• [BRIEF] Transcribe the entries below exactly as they appear.

[THE DATA — start]

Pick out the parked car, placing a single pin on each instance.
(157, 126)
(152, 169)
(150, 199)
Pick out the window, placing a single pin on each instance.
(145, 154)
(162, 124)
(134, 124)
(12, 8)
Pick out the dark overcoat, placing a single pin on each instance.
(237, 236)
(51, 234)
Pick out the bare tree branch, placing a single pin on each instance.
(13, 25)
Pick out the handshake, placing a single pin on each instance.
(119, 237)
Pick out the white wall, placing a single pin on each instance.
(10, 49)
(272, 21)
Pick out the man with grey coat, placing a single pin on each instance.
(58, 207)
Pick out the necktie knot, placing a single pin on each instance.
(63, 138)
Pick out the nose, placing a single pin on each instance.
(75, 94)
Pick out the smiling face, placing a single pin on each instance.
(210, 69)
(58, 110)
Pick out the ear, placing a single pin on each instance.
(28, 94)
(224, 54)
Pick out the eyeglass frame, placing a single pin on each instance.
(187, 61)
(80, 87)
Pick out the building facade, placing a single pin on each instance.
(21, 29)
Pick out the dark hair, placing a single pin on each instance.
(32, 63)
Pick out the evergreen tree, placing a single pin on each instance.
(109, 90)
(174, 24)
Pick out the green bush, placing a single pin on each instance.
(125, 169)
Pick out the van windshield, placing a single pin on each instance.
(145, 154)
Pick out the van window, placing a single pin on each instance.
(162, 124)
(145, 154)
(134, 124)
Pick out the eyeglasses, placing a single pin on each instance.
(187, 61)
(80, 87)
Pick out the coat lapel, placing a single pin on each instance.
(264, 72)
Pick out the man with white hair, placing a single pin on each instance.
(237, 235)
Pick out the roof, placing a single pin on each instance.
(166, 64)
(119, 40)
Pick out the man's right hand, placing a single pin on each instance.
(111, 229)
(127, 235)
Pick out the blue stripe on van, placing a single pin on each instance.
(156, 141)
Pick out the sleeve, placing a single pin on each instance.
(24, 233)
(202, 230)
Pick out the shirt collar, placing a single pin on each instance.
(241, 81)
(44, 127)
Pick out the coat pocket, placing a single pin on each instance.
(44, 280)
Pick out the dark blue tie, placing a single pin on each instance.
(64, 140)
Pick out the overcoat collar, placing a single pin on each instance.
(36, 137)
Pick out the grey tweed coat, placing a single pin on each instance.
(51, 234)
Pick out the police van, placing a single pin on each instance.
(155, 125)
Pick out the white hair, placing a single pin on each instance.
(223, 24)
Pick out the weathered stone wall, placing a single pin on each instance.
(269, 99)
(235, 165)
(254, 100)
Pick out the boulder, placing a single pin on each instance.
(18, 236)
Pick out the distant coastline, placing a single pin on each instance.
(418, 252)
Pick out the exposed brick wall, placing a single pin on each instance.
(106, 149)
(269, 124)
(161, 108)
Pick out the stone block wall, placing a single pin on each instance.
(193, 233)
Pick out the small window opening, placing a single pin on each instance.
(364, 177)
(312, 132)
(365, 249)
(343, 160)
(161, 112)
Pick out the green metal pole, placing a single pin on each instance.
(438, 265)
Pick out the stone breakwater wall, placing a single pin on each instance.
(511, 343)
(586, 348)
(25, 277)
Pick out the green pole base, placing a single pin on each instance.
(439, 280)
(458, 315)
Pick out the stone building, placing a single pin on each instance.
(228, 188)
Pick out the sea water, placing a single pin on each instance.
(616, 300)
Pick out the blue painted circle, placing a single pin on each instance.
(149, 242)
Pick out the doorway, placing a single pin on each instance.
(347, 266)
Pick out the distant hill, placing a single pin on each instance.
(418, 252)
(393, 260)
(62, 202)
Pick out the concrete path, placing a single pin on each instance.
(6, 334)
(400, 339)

[THE DATA — finish]

• [WRITTEN ANSWER]
Pick out the parked car, placing a single pin on each instance.
(157, 126)
(152, 169)
(150, 199)
Pick out the window, placing a single pin on each instance.
(145, 154)
(162, 124)
(134, 124)
(12, 8)
Pick out the dark overcoat, placing a single pin on each instance.
(237, 236)
(51, 234)
Pick out the bare tree branch, placing a single pin on each instance.
(13, 25)
Pick out the handshake, placing a single pin on each instance.
(119, 237)
Pick out the white wall, placing a single pin on each instance.
(10, 49)
(272, 21)
Pick out the man with grey coat, placing a single pin on each instance.
(58, 207)
Pick out the necktie knot, placing a single pin on each instance.
(63, 138)
Pick out the nose, placing a single pin on each instance.
(75, 94)
Pick out the smiling face, placing a single pin on each instance.
(210, 69)
(58, 110)
Pick out the ear, placing a single pin on each instance.
(28, 94)
(224, 54)
Pick out the eyeglass frame, placing a single pin on each instance.
(187, 61)
(80, 87)
Pick out the building facade, placing a single pin on each instance.
(21, 29)
Pick out the dark hair, placing a single pin on each instance.
(32, 63)
Pick out the evergreen tree, placing a single pin on each instance.
(109, 90)
(174, 24)
Pick out the green bush, placing a single pin on each instance.
(125, 169)
Pick out the van windshield, placing a single pin on each instance.
(145, 154)
Pick out the van window, placing a single pin on each instance.
(162, 124)
(145, 154)
(134, 124)
Pick out the eyeglasses, placing a single pin on each instance.
(187, 61)
(80, 87)
Pick out the coat lapel, placing a single pin on each instance.
(264, 72)
Pick out the man with white hair, placing a single pin on each instance.
(237, 235)
Pick out the roof, placing a single pin on each instance.
(166, 64)
(119, 40)
Pick out the man's right hand, placing a single pin on each instance.
(111, 229)
(127, 235)
Pick out the blue stripe on van, placing a single pin on each instance.
(156, 141)
Pick out the sleeve, placing a single pin on each instance.
(24, 233)
(202, 230)
Pick out the shirt collar, placing a single pin on each instance.
(241, 81)
(44, 127)
Pick out the coat pocket, placing a single pin on each instance.
(44, 280)
Pick out the dark blue tie, placing a single pin on each instance.
(64, 140)
Pick out the overcoat collar, placing a single pin on each instance.
(36, 137)
Pick out the grey tweed coat, placing a single pin on each instance.
(51, 234)
Pick out the police van, placing a single pin on each instance.
(155, 125)
Pick out the white hair, placing a single pin on each instance.
(223, 24)
Pick out the weathered stone wall, placing a single pin on each instance.
(269, 99)
(235, 165)
(254, 100)
Pick out the boulder, placing a single pin on each instance.
(18, 236)
Pick out the distant coastline, placing a single pin on each instance.
(418, 252)
Pick out the exposed brick wall, placing a single pin on each instance.
(106, 149)
(269, 124)
(161, 108)
Pick out the stone block wall, placing a single pin on each instance.
(193, 233)
Pick out the small window opening, placing a single pin on each instance.
(364, 177)
(312, 132)
(365, 249)
(343, 160)
(161, 112)
Pick out the green metal pole, placing a single pin on each instance.
(438, 265)
Pick out the stone breakwater wall, placing a single pin on each instance.
(511, 343)
(586, 348)
(25, 277)
Pick out the green pole base, placing a single pin on each instance.
(439, 280)
(458, 315)
Pick out the stone building, placing a single pin on each instance.
(228, 188)
Pick out the sea water, placing a single pin on each instance.
(616, 300)
Pick out the blue painted circle, placing a single pin on each instance.
(149, 242)
Pick out the doorway, placing a single pin on each instance.
(347, 266)
Pick out the distant hill, placing a single pin on each instance.
(418, 252)
(393, 260)
(62, 202)
Pick out the concrete path, placing a single pin on each instance.
(6, 334)
(400, 339)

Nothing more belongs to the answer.